* STATED EXERCISE
Answer these questions about the article on whether Lincoln's assassin escaped.
1. What word does Stevenson use to dismiss the case of the subject who said he was John Wilkes Booth?
2. Where was Booth found 11 days after Lincoln was shot?
3. In what year do those who doubt the official version say Booth killed himself?

* PAGE EXTRACT
-- start --

Did Lincoln’s assassin escape in a cover-up? Mysterious circumstances and possibly a past-life
regression could cast some light on a riddle. In
my article “Are facts important to a soul”
I refer to a “fifth case” mentioned by Ian Stevenson as being contradictory to the
reality of past-life regression experiences. It is the case of “A subject
regressed to a previous life said that he was John Wilkes Booth, the assassin
of Abraham Lincoln”. Stevenson dismisses this too easily as “foolishness”.
Merely playing the “devils advocate” I suggested that one may not completely be
unable to exclude the possibility of a cover-up about Booth, not yet knowing
what I would later find out about the case… the first reference I found (see
below) was written about in a later issue of the same magazine, in which my
article was published. Therefore, I will here briefly review relevant details. Official version Abraham
Lincoln was shot on April 14, 1865, by John Wilkes Booth, who 11 days later was
found in a barn at Bowling Green, Virginia. The barn was set on fire and a shot
was heard inside. Some claim that he was shot by a soldier, others that it was
suicide. His body was identified by a physician, who had earlier operated
Booth, and it was hurriedly and secretly buried in a cemetery. Doubts Many
believe this was part of a cover-up and that Booth escaped, had a child a year
later and lived for 37 more years in Mississippi and Texas, and that he killed
himself in 1903. Three women claim to be direct descendents through his child.

-- end --

* STORED ROWS

-- start --

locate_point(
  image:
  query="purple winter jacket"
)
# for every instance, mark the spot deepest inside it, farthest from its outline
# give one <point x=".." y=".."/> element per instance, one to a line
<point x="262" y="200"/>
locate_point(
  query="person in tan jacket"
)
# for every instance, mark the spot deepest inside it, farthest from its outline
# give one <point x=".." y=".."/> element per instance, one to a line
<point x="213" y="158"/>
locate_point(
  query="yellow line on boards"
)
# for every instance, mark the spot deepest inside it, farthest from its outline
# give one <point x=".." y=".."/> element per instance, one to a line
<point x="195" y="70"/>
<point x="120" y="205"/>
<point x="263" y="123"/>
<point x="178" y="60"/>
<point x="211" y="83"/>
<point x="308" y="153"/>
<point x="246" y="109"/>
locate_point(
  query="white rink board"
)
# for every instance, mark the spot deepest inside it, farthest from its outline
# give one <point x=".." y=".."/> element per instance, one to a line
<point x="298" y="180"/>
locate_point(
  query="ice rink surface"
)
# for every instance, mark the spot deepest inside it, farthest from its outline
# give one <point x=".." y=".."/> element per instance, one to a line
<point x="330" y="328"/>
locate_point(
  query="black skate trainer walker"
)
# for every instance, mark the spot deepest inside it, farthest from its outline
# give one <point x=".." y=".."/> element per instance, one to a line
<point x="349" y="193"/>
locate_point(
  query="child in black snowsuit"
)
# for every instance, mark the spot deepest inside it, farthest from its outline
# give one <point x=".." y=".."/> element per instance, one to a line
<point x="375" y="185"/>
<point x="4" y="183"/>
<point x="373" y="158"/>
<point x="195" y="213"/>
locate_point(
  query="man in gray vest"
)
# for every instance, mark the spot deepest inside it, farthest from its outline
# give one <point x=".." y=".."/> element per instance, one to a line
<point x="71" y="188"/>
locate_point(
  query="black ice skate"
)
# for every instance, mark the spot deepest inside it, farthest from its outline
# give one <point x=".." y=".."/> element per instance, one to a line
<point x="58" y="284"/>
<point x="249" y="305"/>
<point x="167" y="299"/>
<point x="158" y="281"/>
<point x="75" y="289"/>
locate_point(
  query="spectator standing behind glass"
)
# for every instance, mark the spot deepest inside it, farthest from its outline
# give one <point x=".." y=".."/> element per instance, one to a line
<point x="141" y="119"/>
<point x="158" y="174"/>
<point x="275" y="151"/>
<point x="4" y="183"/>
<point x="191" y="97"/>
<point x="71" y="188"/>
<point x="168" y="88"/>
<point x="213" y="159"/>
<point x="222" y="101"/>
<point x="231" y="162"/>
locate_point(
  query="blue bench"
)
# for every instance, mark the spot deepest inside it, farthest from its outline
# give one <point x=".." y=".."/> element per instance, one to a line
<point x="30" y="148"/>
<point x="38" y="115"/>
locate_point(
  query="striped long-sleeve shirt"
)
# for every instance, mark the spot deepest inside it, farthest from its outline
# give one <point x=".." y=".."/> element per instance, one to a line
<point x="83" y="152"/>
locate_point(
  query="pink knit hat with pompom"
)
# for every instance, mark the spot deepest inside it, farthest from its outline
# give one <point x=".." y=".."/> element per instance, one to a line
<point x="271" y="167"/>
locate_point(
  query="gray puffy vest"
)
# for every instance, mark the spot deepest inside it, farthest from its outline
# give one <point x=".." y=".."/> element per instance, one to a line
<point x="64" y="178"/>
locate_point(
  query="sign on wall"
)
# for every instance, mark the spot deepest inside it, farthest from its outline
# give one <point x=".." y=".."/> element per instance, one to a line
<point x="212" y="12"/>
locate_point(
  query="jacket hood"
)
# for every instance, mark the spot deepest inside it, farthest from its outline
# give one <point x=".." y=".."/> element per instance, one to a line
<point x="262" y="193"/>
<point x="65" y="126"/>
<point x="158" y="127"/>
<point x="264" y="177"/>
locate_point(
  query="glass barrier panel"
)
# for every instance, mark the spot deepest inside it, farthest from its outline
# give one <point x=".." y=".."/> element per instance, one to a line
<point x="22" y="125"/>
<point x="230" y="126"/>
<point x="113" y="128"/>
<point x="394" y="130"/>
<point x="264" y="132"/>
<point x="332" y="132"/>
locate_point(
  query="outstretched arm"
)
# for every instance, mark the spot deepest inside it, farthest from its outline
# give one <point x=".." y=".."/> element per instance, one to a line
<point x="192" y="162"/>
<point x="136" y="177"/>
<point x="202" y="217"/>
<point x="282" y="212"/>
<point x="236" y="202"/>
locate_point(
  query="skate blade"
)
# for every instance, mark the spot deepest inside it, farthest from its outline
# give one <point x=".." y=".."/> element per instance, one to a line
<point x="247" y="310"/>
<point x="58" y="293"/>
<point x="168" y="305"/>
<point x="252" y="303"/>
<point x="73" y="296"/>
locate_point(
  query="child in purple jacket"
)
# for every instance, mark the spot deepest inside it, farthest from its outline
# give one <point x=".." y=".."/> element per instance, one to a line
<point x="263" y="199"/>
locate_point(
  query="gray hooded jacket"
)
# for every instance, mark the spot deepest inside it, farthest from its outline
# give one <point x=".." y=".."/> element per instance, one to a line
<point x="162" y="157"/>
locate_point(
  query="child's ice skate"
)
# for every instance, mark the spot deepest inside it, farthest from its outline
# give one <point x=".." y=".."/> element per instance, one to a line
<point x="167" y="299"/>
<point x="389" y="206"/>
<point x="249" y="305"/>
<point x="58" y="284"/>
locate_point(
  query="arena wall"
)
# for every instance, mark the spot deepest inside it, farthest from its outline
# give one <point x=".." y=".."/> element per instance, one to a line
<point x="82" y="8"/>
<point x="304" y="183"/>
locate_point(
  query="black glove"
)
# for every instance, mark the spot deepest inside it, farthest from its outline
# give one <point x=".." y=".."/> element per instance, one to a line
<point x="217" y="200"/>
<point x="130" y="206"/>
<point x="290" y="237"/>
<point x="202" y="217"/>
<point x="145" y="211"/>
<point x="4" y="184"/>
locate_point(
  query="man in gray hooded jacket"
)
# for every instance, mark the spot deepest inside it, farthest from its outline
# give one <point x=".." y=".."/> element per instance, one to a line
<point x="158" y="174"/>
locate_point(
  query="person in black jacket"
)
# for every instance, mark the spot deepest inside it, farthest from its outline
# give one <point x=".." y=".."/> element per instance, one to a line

-- end --

* EXERCISE ANSWER
1. "Foolishness"
2. In a barn at Bowling Green, Virginia
3. 1903